#### ИСХОДНЫЙ ОТРЫВОК
В назначенное время проверял камеру корпусной, в назначенное время нам совали в окошечко миски с баландой, в обычный час выводили гулять. Как-то вывели нас погулять. На дворе стояли лужи. Кто-то сказал:

— Ничего себе погодка! А когда же крещенские морозы?

— Так ведь Крещенье уже прошло.

— А когда оно было? 

Кто-то обронил:

— Девятнадцатого.

Значит, Крещенье было девятнадцатого? То раннее утро было как раз в Крещенье?! Моему изумлению не было предела. Вдруг страшно и просто все объяснилось. Рок...

Я умру в Крещенские морозы...

Впервые за эти дни стало легче. С души свалила многопудовая тяжесть. Так должно было случиться. С этой мыслью я и проведу все годы в тюрьме, то смиряясь с ней, то восставая против этого «так должно». Зачем Рубцов втянул меня в свои отношения с Роком? Зачем дразнил судьбу? Почему именно я явилась смертоносным действующим лицом в задуманной свыше драме? Почему именно из моих рук вырвал он свою крещенскую смерть? А ведь он в буквальном смысле ее вырвал. Он вызвал из меня смерч, который в считанные секунды смел его с Земли.

Нет этому разгадки...

Самыми любимыми поэтами Рубцова были: Пушкин, Тютчев, Есенин. Из писателей: Гоголь, Бунин, Гаршин.

Пушкина Рубцов обожествлял. Однажды вечером, когда мы были одни, он сказал:

— Вот если бы сейчас сюда вдруг вошел Пушкин? Что бы я стал делать? Я бы упал к его ногам. Ни к чьим бы не упал, а к его упал! 

О Тютчеве Рубцов говорил:

— Это страшный поэт. Он страшен своей глубиной. 

Тютчев постоянно занимал его мысли. Говорил о нем, как о близком своем друге, восхищался Тютчевым — человеком, рассказывал эпизоды из его жизни, часто читал наизусть его строчки. Как-то с жутью в голосе прочел «Последний катаклизм». Чтение сопровождал жестами и, повторив еще раз последнюю строчку «... и Божий лик отобразится в них», сказал:

— Как страшно! Вода и в ней Божий лик! 

Мне он говорил не раз:

— Люда, если тебя не будет, я буду таким же, как Тютчев без Денисьевой, — «живым и мучительным ничтожеством».

Когда в 1973 году в «Литературной России» я прочла рассказ Нагибина «Сон о Тютчеве» и узнала, что однажды Денисьева чуть не убила Тютчева, бросив в него тяжелое пресс-папье, я обрадовалась за Елену Александровну, что Бог ее миловал и теперь уже навсегда память ее будет светла и печальна. Какое счастье, что пресс-папье пролетело мимо виска Тютчева! Какое счастье для нее, что это он потом скорбел о ней, ощущая себя без нее «живым и мучительным ничтожеством»! И все-таки образ Елены Денисьевой необычайно трагичен и не потому, что она рано умерла и много страдала житейски, а потому, что в ней предполагается страшная глубина души, великая грусть и тайна ее духа.
########
#### ПРЕДОСТАВЛЕННЫЕ ДАННЫЕ
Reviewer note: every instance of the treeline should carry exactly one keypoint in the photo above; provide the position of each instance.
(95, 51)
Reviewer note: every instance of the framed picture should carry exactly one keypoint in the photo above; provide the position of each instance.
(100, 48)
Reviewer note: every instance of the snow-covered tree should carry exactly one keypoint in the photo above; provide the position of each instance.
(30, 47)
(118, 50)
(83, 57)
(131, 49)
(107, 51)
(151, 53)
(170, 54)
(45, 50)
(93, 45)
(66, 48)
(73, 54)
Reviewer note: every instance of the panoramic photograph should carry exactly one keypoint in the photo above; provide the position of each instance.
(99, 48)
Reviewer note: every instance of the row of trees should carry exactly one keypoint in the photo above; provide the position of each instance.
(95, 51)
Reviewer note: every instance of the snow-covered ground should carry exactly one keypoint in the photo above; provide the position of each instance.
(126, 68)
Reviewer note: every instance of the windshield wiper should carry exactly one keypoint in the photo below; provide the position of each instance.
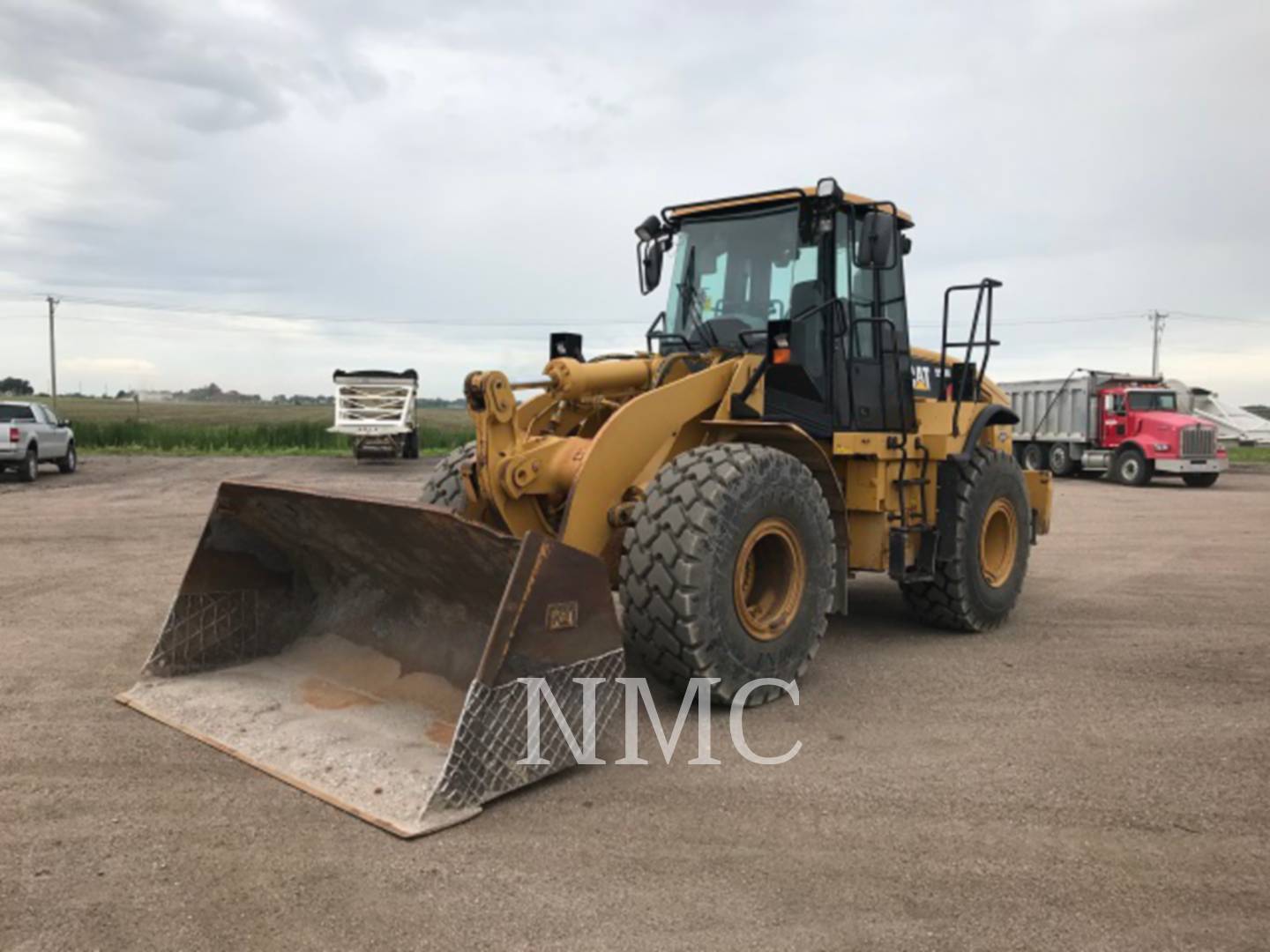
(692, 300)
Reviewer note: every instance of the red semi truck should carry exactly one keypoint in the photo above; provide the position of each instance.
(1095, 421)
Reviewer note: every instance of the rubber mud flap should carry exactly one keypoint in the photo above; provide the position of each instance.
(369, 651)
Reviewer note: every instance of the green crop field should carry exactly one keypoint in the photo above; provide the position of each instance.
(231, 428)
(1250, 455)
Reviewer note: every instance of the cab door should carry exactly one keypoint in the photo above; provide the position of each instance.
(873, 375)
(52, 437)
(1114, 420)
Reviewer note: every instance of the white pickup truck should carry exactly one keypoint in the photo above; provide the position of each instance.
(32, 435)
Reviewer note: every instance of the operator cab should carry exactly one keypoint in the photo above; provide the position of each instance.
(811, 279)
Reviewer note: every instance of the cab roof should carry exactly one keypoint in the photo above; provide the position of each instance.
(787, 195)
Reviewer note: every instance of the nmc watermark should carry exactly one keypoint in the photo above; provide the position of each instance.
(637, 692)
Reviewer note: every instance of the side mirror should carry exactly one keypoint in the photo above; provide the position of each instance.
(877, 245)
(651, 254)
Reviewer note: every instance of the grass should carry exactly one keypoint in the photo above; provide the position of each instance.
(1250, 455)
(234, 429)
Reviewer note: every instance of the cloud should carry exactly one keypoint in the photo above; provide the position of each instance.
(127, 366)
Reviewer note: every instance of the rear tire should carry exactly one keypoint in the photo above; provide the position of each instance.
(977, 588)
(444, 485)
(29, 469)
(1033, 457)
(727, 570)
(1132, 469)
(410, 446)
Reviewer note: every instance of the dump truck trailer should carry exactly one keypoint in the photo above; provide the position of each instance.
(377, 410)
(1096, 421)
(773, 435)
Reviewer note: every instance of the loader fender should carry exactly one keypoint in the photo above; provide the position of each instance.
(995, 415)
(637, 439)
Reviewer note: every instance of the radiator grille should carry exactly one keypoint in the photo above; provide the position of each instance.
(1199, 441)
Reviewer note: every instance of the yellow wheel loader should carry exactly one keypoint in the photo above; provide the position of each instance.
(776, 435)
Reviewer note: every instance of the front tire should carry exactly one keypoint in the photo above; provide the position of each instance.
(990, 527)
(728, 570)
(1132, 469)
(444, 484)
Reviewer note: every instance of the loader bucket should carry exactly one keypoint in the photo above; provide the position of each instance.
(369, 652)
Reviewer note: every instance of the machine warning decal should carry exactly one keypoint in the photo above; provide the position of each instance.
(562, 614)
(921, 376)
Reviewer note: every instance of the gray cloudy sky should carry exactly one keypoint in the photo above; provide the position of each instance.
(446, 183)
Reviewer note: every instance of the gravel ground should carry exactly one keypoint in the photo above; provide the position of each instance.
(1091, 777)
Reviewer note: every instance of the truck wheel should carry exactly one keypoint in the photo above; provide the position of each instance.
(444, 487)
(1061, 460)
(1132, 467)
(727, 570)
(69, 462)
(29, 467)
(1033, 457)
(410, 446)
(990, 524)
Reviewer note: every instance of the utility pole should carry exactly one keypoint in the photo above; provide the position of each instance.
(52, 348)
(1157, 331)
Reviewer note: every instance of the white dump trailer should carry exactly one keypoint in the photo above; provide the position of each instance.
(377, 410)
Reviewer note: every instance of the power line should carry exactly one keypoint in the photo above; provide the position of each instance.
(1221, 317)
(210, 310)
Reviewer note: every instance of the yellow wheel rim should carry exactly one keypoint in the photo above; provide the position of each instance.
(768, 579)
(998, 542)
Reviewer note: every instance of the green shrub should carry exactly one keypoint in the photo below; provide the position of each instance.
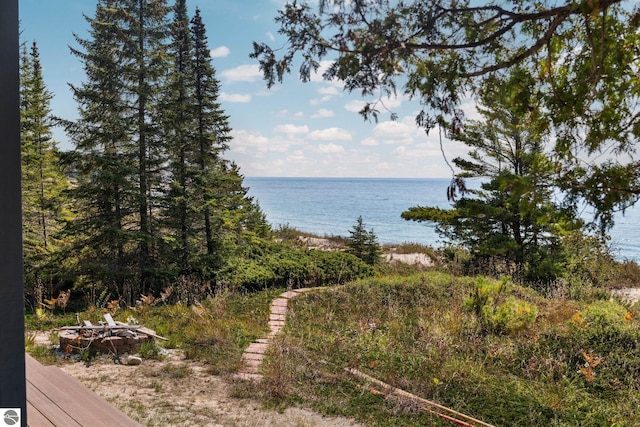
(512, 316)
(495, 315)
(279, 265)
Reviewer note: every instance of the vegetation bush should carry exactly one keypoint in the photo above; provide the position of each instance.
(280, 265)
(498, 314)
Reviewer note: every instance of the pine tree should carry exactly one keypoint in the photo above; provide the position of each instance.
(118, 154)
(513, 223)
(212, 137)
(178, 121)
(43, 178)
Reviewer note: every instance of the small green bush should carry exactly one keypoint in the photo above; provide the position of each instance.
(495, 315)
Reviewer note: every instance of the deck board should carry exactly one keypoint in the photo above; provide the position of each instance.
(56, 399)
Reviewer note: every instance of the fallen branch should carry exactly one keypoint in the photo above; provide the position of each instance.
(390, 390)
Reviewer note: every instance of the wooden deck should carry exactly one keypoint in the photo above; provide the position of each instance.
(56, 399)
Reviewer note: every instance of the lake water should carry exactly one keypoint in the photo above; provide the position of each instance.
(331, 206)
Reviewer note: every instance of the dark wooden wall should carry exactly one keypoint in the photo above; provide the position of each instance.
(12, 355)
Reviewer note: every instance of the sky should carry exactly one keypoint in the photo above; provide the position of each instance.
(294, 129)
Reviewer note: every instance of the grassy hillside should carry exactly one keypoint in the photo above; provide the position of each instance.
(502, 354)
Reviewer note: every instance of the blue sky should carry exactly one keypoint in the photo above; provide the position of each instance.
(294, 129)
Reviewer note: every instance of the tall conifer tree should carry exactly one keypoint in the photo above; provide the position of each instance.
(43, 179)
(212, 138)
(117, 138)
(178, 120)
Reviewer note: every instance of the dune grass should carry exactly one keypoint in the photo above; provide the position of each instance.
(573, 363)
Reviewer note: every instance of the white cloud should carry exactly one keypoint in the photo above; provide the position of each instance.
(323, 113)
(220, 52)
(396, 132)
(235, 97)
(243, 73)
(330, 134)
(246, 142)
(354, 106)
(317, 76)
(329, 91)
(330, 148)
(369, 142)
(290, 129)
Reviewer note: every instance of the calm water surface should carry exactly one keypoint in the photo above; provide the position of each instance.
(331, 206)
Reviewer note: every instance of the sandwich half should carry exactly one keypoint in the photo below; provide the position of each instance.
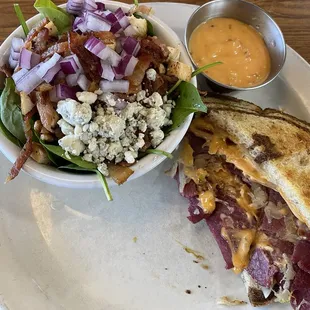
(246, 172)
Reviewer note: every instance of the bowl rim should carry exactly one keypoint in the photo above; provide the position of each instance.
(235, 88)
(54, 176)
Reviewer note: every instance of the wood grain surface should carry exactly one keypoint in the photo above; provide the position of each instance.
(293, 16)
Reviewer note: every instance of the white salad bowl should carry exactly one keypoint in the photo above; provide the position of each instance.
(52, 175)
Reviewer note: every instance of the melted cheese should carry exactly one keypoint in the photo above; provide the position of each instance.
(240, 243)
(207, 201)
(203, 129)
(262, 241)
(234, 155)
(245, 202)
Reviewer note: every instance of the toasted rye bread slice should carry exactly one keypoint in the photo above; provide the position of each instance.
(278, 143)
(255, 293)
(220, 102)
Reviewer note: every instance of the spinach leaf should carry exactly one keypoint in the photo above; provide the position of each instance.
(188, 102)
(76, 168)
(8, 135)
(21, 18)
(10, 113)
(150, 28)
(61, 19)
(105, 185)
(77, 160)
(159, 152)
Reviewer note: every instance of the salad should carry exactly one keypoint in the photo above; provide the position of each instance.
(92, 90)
########
#### ПРЕДОСТАВЛЕННЫЕ ДАННЫЕ
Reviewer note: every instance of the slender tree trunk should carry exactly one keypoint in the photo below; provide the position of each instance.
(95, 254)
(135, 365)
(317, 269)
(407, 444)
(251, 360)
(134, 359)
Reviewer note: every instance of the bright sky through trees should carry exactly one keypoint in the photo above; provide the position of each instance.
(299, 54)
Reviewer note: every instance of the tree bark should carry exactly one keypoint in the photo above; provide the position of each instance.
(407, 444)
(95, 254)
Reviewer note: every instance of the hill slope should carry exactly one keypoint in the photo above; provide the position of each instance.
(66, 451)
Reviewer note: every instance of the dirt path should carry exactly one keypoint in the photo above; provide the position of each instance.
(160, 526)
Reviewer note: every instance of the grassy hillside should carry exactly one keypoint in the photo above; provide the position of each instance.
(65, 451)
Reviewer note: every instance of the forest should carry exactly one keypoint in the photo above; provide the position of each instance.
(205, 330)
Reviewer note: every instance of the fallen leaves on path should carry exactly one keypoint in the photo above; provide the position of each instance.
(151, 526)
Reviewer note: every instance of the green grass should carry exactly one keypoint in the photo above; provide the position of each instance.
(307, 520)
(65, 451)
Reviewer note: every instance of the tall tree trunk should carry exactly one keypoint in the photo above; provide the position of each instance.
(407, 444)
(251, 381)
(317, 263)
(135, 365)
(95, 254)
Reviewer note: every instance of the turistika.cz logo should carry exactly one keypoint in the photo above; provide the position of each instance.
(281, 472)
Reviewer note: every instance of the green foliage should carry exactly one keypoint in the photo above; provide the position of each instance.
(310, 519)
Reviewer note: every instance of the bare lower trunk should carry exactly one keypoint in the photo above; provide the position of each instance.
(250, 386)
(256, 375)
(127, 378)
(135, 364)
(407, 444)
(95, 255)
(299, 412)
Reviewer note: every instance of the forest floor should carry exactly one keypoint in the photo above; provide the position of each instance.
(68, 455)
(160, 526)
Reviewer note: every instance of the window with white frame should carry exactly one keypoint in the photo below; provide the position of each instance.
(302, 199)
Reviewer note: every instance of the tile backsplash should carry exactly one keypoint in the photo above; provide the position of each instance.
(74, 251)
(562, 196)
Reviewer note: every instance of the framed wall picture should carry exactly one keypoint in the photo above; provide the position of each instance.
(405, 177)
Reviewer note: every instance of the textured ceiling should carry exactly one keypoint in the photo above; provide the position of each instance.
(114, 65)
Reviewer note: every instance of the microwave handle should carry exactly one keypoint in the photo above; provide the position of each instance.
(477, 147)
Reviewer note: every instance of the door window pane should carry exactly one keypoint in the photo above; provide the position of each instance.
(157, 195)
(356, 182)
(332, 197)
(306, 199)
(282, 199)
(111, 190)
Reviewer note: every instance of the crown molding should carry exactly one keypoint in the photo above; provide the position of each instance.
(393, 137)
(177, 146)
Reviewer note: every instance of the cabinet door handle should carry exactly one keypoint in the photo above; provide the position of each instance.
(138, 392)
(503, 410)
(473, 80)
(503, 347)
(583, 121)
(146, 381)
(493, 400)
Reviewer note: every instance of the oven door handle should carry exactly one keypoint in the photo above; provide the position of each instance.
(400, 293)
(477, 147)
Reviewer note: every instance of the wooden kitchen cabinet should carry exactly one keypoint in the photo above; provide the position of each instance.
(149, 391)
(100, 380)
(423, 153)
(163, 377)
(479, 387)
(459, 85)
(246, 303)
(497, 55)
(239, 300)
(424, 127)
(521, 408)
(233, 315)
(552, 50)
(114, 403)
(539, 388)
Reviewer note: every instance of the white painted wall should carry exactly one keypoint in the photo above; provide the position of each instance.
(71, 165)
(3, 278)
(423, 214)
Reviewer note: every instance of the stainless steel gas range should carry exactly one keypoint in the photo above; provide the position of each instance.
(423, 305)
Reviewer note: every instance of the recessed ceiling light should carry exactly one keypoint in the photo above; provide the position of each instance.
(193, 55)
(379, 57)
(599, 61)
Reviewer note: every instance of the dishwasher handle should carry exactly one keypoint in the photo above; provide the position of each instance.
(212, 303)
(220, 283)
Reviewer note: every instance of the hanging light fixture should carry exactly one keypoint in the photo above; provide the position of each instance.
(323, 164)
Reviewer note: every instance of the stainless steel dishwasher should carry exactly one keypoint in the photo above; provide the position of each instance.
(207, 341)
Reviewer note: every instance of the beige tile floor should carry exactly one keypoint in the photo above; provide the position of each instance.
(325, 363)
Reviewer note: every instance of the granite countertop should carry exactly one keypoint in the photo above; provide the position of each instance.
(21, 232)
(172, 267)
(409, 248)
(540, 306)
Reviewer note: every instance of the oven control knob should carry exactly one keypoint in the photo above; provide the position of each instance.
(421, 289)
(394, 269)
########
Продолжите отрывок воспоминаний о Рубцове сразу после его последнего предложения.

К Есенину у Рубцова было совершенно особенное отношение. Есенин был его глубинной потаенной болью. Когда его спрашивали, любил ли он Есенина, он буквально кричал: «Нет!» И тут же переводил разговор на другое. Он не мог о нем говорить, потому что мучительно, иступленно его любил. Однако со мной он говорил о нем постоянно. Восхищение перемешивалось с болью. Рассказывал о своей поездке в Константинове. Там в книге отзывов есть и его запись. Рубцов резко возражал, когда ему говорили: «Ты, Коля, как Есенин». О своей единственности, непохожести на других он знал. Он часто восклицал:

—  Жизнь моя! До чего ж ты моя!

Рубцов нес в себе свою тайну и терпеливо выносил все, что ниспошлет ему жизнь.

Мы часто с ним читали вслух Бунина. Проза Бунина есть поэзия в ее истинном значении. Мудрость, необычайная духовность, великая горечь обреченности человеческого бытия, весь аромат, вся прелесть живой жизни, впечатления глубокой и грустной души и к тому же русской...

Однажды мы читали «Чистый понедельник»: Рубцов читал, я слушала. Тем временем моя маленькая дочка до предела открыла на кухне кран и плескалась как хотела. Мы вздрогнули от сильного стука в дверь: прибежал «затопленный» рассвирепевший сосед снизу Алексей, и поднялось!

—  Николай Михайлович! — плачущим голосом кричал Алексей, — Вы что? Хотите, чтобы я у Вас последние волоски с головы выдернул?! Я могу! Я, смотрите, могу это сделать! Который раз Вы уж меня затопляете?! Может, Вы и поэт, конечно, но ведь не Пушкин! 

Прибежала его жена Зоя, начала меня стыдить. Я потерянно молчала. Вся элегия, вся поэтическая прелесть «Чистого понедельника» для нас была утрачена в это мгновенье.

Из современных поэтов Рубцов очень ценил Владимира Соколова, Глеба Горбовского, Ларису Васильеву. Тепло отзывался о Передрееве и Куняеве. Зимой в январе 1970 года я сильно болела пневмонией, пневмонией, как называл Рубцов. Помню, лежала в постели, уже выздорваливала, читала томик стихов Горбовского. Рубцов был тут же в комнате. Я закрыла книжку и бросила ее на стол, до которого нельзя было дотянуться рукой. Книжка, не долетев до стола, упала на пол. Рубцов подбежал, поднял ее и бережно прижал к себе.

  — Глебушка... Люда, зачем ты так Глебушку? Не надо так Глебушку, ему же больно!

  — Извини, Коля! — растерянно сказала я. Мне было очень стыдно.

О Ларисе Васильевой он отзывался с нежностью и всегда говорил, что из всех современных поэтесс Ларису он ставит на первое место, и смущенно добавлял: «Люда, и тебя, и тебя - тоже!» Я смеялась.

О Владимире Соколове он рассказывал часто и много. Этот поэт обладал какой-то магической таинственной силой, так тянуло к нему Рубцова. Он всегда говорил о нем с нескрываемым восхищением, рассказывал целые эпизоды из его жизни, будто рассказывал легенды.

Ядовито, насмешливо, с безграничной иронией говорил Рубцов о тех поэтах, которых не принимал, чей дар ставил под сомнение. Об одном известном ленинградском поэте он сказал:

— Ну, что он за поэт, если свою душу сравнивает с колбочкой? Душа-колбочка. Можешь представить? Я не могу!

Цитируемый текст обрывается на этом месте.